**PROVIDED DATA**

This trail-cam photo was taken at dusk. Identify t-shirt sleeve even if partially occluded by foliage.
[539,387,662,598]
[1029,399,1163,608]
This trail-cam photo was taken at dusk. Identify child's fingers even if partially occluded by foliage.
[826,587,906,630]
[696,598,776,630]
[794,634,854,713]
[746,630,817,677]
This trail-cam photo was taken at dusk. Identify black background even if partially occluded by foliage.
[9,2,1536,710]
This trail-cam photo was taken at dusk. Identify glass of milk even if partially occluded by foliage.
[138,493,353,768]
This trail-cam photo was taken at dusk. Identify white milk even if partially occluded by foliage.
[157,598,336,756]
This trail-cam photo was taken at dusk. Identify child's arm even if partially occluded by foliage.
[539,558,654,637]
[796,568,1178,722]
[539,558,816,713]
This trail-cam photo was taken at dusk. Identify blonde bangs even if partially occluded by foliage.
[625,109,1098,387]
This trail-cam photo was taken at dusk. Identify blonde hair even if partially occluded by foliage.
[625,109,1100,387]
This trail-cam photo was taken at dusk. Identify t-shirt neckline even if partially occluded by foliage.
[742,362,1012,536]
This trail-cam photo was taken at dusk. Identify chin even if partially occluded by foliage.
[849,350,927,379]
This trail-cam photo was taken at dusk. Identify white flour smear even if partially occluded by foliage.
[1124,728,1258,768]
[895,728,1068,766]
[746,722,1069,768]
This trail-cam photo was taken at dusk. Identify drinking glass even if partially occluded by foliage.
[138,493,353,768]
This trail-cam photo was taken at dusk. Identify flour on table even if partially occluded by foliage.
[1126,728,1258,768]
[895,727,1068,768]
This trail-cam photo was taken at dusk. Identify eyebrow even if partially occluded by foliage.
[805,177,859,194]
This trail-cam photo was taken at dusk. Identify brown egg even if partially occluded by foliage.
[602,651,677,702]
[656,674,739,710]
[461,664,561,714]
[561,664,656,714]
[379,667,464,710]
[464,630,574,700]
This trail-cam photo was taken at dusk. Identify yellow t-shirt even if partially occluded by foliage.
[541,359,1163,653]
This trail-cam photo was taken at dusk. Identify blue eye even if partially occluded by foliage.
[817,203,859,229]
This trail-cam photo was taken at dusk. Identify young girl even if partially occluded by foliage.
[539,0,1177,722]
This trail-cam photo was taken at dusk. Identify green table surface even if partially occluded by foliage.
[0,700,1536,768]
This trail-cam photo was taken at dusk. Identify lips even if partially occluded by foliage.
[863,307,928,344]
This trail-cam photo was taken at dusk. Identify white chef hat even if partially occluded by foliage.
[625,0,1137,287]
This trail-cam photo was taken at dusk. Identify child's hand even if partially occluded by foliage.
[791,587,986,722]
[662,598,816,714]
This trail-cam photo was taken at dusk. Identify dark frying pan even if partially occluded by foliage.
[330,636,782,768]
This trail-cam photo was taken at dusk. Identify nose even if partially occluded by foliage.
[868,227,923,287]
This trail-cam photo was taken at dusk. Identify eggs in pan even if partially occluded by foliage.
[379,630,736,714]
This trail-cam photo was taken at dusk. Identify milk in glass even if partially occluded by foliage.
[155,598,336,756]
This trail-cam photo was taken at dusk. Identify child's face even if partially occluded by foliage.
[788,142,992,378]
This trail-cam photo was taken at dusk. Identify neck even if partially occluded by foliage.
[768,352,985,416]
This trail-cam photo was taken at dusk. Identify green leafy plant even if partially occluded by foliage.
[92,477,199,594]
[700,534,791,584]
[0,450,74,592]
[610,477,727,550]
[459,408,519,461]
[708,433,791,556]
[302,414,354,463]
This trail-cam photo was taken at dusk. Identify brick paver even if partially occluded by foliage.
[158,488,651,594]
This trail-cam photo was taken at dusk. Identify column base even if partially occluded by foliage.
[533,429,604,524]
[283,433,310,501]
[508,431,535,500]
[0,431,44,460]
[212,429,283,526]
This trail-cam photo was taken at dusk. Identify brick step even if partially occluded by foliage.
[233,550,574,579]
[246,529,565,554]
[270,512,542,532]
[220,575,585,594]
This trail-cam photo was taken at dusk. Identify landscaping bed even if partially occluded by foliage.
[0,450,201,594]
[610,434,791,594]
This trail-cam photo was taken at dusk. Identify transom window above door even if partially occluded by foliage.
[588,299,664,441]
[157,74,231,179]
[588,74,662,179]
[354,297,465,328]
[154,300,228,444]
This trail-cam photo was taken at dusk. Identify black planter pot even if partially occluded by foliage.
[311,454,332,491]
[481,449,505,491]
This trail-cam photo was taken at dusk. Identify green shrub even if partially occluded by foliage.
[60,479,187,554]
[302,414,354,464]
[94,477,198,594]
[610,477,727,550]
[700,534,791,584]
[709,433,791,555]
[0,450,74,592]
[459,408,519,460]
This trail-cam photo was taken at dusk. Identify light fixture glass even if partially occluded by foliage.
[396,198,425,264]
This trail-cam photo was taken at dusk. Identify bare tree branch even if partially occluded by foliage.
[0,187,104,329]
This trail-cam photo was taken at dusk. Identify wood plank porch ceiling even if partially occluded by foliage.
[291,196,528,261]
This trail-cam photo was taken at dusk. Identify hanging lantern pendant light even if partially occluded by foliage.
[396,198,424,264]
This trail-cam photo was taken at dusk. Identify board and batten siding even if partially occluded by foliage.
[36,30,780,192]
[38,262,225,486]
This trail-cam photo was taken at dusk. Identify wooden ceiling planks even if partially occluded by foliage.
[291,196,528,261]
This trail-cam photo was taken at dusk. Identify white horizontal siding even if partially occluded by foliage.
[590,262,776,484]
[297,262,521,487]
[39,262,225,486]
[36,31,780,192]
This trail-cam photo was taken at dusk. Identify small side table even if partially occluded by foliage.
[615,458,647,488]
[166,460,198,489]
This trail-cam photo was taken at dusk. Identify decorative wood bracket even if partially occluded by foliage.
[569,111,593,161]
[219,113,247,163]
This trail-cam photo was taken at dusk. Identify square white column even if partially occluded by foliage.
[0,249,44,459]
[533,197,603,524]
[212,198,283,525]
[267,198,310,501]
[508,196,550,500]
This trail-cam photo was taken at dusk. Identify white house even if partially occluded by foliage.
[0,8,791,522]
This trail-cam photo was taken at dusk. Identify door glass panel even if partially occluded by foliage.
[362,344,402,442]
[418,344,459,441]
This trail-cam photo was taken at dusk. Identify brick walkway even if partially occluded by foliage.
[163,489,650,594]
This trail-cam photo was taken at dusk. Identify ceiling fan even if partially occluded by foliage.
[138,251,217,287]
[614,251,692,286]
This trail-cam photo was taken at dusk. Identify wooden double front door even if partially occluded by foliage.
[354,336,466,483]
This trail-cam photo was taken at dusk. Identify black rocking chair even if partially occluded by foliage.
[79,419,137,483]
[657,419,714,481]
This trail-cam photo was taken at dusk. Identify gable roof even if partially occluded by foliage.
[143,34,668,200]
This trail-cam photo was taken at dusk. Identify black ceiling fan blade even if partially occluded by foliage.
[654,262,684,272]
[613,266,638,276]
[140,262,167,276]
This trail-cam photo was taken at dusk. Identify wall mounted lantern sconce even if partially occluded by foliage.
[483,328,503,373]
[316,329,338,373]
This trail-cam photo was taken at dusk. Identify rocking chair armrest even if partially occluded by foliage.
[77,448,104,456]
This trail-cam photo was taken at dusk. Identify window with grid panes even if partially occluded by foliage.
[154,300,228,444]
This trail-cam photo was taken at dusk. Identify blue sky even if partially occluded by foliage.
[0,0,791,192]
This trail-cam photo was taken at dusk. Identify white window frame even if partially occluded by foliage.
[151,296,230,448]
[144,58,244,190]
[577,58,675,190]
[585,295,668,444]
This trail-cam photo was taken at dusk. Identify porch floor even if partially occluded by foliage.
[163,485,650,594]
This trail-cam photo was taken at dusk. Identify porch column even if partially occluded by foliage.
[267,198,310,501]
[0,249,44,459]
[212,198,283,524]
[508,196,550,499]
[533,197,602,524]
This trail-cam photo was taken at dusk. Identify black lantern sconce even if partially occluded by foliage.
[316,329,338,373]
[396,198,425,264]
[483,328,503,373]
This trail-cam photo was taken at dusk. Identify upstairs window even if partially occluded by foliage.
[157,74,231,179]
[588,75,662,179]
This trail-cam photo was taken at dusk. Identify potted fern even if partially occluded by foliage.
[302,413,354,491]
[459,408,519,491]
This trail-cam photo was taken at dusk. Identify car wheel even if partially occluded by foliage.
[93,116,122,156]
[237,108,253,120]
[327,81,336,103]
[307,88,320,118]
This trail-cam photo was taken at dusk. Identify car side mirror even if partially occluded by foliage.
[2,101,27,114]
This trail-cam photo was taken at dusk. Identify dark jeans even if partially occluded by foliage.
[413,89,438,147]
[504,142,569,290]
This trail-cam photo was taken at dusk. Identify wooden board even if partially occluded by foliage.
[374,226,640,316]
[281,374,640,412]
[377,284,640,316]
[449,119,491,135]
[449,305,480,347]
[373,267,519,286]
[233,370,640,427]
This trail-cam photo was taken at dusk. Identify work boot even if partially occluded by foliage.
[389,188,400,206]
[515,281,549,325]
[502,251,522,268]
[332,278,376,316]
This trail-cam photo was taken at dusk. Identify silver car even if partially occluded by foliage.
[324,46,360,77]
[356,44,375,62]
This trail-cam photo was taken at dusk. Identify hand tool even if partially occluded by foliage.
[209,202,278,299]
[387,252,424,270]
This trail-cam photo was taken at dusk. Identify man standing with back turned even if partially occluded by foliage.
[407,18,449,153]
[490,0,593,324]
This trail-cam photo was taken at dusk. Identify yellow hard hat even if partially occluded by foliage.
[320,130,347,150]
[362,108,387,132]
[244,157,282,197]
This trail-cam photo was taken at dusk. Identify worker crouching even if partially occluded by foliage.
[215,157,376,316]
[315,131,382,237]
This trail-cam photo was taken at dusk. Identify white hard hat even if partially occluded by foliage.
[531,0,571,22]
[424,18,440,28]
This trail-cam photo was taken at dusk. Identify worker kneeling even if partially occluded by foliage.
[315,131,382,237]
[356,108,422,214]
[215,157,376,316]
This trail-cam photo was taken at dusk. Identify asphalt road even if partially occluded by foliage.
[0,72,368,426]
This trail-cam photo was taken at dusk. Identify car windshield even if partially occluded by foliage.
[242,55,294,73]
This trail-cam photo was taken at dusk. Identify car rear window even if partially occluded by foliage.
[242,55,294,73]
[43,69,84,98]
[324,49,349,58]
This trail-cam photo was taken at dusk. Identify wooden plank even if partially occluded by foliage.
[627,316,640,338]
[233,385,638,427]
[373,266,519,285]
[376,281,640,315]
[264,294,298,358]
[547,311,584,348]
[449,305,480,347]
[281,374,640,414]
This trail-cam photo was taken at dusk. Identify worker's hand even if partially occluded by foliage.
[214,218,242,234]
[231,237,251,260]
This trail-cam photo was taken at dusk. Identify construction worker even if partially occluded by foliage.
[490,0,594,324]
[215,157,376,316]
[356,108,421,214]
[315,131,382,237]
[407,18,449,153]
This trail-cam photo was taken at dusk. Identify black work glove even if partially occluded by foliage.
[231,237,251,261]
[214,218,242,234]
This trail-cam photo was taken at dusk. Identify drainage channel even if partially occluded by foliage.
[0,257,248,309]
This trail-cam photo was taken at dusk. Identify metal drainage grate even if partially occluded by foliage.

**PROBLEM STATEMENT**
Copy the entries word for word, starting at the line containing "This trail-cam photo was taken at dusk. Identify brick walkway" and ending at the line containing "[614,251,692,286]", with both of those lines included.

**RESULT OF THIS EXERCISE**
This trail-cam photo was taken at dusk. Identify brick walkway even if partially occluded by foliage.
[163,489,650,594]
This trail-cam photo was taken at dusk. Identify ceiling fan even if partially occluded by foliage.
[138,251,217,287]
[614,251,692,286]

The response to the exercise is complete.